--- EXCERPTED DATA ---

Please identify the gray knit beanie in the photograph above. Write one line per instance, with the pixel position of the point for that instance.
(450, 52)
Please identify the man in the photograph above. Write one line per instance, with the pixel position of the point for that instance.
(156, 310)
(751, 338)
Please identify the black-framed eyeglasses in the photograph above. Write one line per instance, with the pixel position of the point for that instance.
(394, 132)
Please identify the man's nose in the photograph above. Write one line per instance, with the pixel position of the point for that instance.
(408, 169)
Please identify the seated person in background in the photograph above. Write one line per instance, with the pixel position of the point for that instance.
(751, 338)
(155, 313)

---

> _TASK DESCRIPTION_: Starting at the line that contains "Please identify the black-framed" and ending at the last line of the records, format those lines as a numbered list, omitting any blank lines.

> _COMPLETE ANSWER_:
1. Please identify the black-framed eyeglasses in the photograph above. Write one line per instance, with the pixel position of the point for that instance.
2. (394, 132)
3. Please identify the man's nose in the photograph above. Write one line per instance, with the pixel position of the point for that instance.
4. (408, 169)
5. Please identify the seated person in background in the photograph above. Write one line per instance, with the pixel position of the point for that instance.
6. (751, 338)
7. (155, 313)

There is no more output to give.